Design in the Beauty of Water and Light

Photo: A frozen waterfall, by Frank K., CC BY 2.0 , via Wikimedia Commons.

Many of the most beautiful scenes in nature spring from the interaction of water and light. These abundant ingredients are also counted as two of the most essential features for life as we know it on Earth. The physical properties of water as a molecular substance and light as an electromagnetic wave are completely different, but their interactions exhibit a complementarity that provides us with scenes of unending beauty.

Waterfalls fascinate us with their accelerating rush of falling water, but a waterfall glistening in the sunlight, reflecting off the ever-replenished flow and piercing the mist boiling out of the crashing cauldron below, is breathtaking. Even more arresting to our sight is when, in winter, flowing water transforms into frozen motion. I remember well, one particularly cold winter, seeing Snoqualmie Falls in Washington State completely frozen throughout its 268-foot drop. We wonder how such violently moving water could ever freeze, seemingly in stop-motion. 

A Measure of Peace

Near where I live a walking and biking trail runs along a gently flowing river. The very existence of continuously flowing rivers of liquid water on the surface of our planet is a condition for life on Earth. But today I would take us further than appreciating water for its survival benefit and commend to our attention its aesthetic qualities. Water in rivers, streams, brooks, lakes, and oceans refreshes our minds and emotions and has served as inspiration for countless artistic expressions. A walk along an ocean strand, watching the rhythmical action of the waves and viewing the merging of sky and water, never fails to help us towards a measure of peace.

The play of light on water can vary as greatly as our moods. The waves seem steel-grey when the sky above is cloud-covered and stormy. Casting ovations of spray upward, the breaking waves in sun and wind beckon us to abandon our frustrations and join in their wild chorus. The light of the setting sun on a quieted ocean breast, reflecting the last rays of light at the end of the day, brings us once more beyond ourselves with the gift of resplendent hues spanning the orange-red end of the visible spectrum.

Literature reflects our intimate awareness of the beauty of water and light.

━━━━━━

# Work to complete
A. Add 102 to every number in the coordinates of the stored entries, then rewrite all of the entry lines, requests included, from the line containing "of the tree" through the end of the entries, inclusive. Give only those lines.
B. Extend the piece on water and light, picking up right after its final sentence.

Stored entries:
━━━━━━

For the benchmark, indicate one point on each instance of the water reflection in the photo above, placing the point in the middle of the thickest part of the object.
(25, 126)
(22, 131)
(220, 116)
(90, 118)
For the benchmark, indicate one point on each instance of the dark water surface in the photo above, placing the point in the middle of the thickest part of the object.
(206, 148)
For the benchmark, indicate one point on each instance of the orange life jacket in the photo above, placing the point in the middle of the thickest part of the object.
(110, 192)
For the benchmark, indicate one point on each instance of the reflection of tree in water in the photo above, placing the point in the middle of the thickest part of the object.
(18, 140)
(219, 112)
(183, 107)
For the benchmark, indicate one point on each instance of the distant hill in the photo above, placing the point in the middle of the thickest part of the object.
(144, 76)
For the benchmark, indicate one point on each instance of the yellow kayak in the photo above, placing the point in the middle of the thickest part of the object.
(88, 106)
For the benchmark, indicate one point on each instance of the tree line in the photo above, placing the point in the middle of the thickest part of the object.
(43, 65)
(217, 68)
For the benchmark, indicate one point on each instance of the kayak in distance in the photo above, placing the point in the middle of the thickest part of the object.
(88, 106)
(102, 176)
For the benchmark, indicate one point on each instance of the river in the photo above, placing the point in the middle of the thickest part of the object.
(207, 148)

━━━━━━

# Results of the tasks
A.
For the benchmark, indicate one point on each instance of the tree line in the photo above, placing the point in the middle of the thickest part of the object.
(145, 167)
(319, 170)
For the benchmark, indicate one point on each instance of the kayak in distance in the photo above, placing the point in the middle of the thickest part of the object.
(190, 208)
(204, 278)
For the benchmark, indicate one point on each instance of the river in the photo above, placing the point in the middle of the thickest part of the object.
(309, 250)

B.
A swift rain, like a rain of the early summer, began to fall, and grew to a heavy shower. They were glorious drops that made that shower; for the sun shone, and every drop was a falling gem, shining, sparkling like a diamond as it fell.1

“That is what it is,” said Reepicheep. “Drinkable light. We must be very near the end of the world now.”2

Then the angel showed me the river of the water of life, bright as crystal…3

The Physics of Beauty

The kaleidoscope of water and light interactions primarily arises from the optical properties of reflection and refraction. Light reflects from water to a greater or lesser degree, depending on the angle between the ray of light and the surface of the water. A ray incident on the water perpendicular to the surface will only reflect about 3 percent, but as the angle of the incident ray of light becomes more nearly parallel to the surface of the water, reflection becomes almost 100 percent. 

Refraction occurs for light rays that penetrate the surface of the water. Water has an index of refraction about 30 percent greater than air, which causes a distinct bend in the ray’s direction at the surface. The bending or refraction effect increases for colors towards the blue end of the visible spectrum, so that the blue and violet colors refract more than the reddish colors. Now, at about this point, a physics explanation begins to wane in suitability for dinnertime conversation, but the so-called chromatic dispersion leads to some much-appreciated optical phenomena.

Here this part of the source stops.